• Text excerpt:
In the midst of all the Sarbanes-Oxley regulatory developments, it was easy to miss the Securities and Exchange Commission’s three-page release on June 24.
After all, with the SROs remaking the rules of governance, with the SEC remaking the disclosure landscape, and with the PCAOB remaking the accounting world, how important could it be that the SEC announced its intention to publicly release comment letters and responses, without charge, on its website?
There wasn’t even a proposed rule involved. The SEC simply solicited comments from the public for “suggestions on how to make the transition and process work efficiently.”
Less than a dozen comments concerning this new procedure have been received by the SEC at this writing, so it’s not like the financial world took serious note.
It’s strange that there should be so little reaction to a proposal that will affect virtually all in-house counsel of public companies, and may remake the way in which communications with the SEC are conducted.
SEC Position
The Commission first stated that, historically, its staff has selected certain filings for review, whether a registration statement under the Securities Act of 1933 or a periodic filing under the Securities Exchange Act of 1934. Upon review, the staff issues a letter of comment.
These comment letters are wide ranging, addressing both formalistic and substantive matters. One comment might suggest simply rewriting a caption. The next comment might challenge the company’s entire income recognition approach in the preparation of financial statements. The review typically involves several rounds of staff comments and company responses, after which the staff advises that its review is complete.

• Written problem a: According to the passage on SEC comment letters, on what date did the Securities and Exchange Commission issue its three-page release?
The passage and the records that follow it are unrelated material.

• Provided data:
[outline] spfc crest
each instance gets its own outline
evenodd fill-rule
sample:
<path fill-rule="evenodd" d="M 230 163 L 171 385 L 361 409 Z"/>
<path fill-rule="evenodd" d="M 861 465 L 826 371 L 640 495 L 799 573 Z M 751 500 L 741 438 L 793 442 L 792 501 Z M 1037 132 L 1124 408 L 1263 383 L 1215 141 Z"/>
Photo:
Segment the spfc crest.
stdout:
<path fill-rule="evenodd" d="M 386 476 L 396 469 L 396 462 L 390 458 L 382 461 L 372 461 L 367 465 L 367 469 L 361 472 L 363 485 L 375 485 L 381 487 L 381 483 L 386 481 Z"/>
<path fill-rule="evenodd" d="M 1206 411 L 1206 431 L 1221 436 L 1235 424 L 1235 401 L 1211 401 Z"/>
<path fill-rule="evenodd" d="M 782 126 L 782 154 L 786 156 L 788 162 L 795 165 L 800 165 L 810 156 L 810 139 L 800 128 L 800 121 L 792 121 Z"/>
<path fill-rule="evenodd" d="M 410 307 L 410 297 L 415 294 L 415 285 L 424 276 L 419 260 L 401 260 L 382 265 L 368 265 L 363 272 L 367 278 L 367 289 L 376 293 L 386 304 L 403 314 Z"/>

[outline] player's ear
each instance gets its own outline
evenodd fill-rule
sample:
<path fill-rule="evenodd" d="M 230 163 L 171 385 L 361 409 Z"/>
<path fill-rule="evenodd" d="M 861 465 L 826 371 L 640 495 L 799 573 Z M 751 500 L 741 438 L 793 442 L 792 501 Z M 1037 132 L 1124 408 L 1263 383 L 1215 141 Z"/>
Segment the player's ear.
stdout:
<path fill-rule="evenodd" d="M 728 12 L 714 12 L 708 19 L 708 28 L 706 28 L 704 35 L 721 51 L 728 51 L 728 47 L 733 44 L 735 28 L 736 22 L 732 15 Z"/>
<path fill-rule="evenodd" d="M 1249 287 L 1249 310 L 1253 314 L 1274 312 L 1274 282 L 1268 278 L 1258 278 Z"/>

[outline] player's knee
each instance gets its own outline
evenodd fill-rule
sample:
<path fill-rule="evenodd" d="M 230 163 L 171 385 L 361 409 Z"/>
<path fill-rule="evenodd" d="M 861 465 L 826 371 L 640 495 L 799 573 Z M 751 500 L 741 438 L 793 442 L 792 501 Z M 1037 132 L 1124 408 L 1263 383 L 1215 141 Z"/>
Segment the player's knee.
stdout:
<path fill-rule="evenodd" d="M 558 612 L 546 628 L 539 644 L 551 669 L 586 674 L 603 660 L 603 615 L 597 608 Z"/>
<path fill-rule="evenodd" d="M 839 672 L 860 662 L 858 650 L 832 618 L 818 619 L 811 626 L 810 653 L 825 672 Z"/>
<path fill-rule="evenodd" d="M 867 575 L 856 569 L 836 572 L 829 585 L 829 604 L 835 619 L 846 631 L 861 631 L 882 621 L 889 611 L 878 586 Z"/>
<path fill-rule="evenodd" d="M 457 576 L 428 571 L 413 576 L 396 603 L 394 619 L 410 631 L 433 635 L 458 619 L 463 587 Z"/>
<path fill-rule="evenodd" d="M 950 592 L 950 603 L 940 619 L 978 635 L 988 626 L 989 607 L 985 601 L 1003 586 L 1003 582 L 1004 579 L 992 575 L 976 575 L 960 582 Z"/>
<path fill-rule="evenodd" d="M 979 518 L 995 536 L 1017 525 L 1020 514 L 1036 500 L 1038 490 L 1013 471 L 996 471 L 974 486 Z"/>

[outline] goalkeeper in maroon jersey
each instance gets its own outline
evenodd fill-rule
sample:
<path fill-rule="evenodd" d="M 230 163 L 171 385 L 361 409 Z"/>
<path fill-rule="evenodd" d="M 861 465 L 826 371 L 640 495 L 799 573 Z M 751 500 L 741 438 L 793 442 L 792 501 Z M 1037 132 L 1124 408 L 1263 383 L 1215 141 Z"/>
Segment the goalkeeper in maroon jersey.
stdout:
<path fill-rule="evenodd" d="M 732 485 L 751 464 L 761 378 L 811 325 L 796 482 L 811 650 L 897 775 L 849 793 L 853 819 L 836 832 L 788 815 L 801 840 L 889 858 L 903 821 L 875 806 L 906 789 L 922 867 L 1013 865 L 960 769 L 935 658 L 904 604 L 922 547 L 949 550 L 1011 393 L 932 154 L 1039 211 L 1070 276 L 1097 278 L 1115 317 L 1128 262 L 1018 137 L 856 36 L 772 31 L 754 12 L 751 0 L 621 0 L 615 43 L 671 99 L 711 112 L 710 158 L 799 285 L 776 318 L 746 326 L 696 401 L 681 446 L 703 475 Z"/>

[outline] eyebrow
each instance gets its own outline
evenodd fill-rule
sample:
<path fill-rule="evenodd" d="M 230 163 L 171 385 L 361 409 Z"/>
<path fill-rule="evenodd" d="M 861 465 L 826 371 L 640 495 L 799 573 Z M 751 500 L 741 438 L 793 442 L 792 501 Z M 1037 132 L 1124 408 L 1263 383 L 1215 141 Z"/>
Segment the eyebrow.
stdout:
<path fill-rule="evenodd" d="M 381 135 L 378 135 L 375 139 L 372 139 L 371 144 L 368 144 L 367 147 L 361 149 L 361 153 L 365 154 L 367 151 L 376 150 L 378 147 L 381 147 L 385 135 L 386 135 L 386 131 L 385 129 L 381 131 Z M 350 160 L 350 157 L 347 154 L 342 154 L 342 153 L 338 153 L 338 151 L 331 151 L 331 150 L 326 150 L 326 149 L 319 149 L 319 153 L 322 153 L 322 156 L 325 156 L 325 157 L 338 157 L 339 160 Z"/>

• Written problem b: Write out the stretch of the records from the line that contains "[outline] player's ear" through the line that contains "728 12 L 714", reproducing each line exactly.

• Written reply a: June 24

• Written reply b:
[outline] player's ear
each instance gets its own outline
evenodd fill-rule
sample:
<path fill-rule="evenodd" d="M 230 163 L 171 385 L 361 409 Z"/>
<path fill-rule="evenodd" d="M 861 465 L 826 371 L 640 495 L 799 573 Z M 751 500 L 741 438 L 793 442 L 792 501 Z M 1037 132 L 1124 408 L 1263 383 L 1215 141 Z"/>
Segment the player's ear.
stdout:
<path fill-rule="evenodd" d="M 728 12 L 714 12 L 708 19 L 708 28 L 706 28 L 704 35 L 721 51 L 728 51 L 728 47 L 733 44 L 735 28 L 736 22 L 732 15 Z"/>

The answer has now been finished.